• [Work to complete] In the post about learning from patients on a locked ward, write out the passage starting with "Wasim was a" and going on through "bouts of depression.", word for word.

• [Selected excerpt]
◇ ◇ ◇ ◇ ◇
Every Day Is a School Day
How I learned about the history of psychiatric medicine in the Islamic world.
Posted Apr 10, 2012
One of the things I like most about this life is that you never stop learning. It doesn’t matter who or what provides the instruction, there is always the opportunity to learn. During my time as an orderly in the Locked Ward, I learnt a great deal from the patients I was privileged to be with.
Wasim was a young man of 26, of Bangladeshi descent, but born in the UK. He was a handsome man: dark-skinned, with liquid brown eyes and a beard trimmed close to his chin. He was also an observant Muslim. But, in his case, his faith was not distorted by his illness or vice versa. There are swivel-eyed fundamentalists in all religions, but Wasim was not one of those. He said his prayers quietly in his room, I believe five times a day, although he was left in privacy to say them. He read the Qur’an. He ate halal food, prepared for him by the kitchens. And he was quiet, polite and thoughtful. I liked him a great deal. Wasim’s problem was that he suffered from periodic bouts of depression.
◇ ◇ ◇ ◇ ◇
• [Data segment]
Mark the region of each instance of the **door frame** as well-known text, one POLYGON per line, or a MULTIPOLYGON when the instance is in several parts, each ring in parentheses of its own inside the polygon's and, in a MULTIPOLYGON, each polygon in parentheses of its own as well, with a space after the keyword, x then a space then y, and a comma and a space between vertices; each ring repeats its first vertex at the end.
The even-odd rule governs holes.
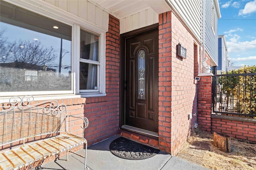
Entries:
POLYGON ((123 33, 120 35, 120 80, 119 83, 119 128, 122 128, 122 126, 124 125, 125 115, 125 98, 124 98, 124 76, 125 76, 125 50, 124 47, 124 41, 128 38, 136 37, 138 34, 146 33, 153 30, 159 30, 158 23, 154 24, 150 26, 144 27, 138 29, 123 33))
◇ ◇ ◇ ◇ ◇
• [Your response]
Wasim was a young man of 26, of Bangladeshi descent, but born in the UK. He was a handsome man: dark-skinned, with liquid brown eyes and a beard trimmed close to his chin. He was also an observant Muslim. But, in his case, his faith was not distorted by his illness or vice versa. There are swivel-eyed fundamentalists in all religions, but Wasim was not one of those. He said his prayers quietly in his room, I believe five times a day, although he was left in privacy to say them. He read the Qur’an. He ate halal food, prepared for him by the kitchens. And he was quiet, polite and thoughtful. I liked him a great deal. Wasim’s problem was that he suffered from periodic bouts of depression.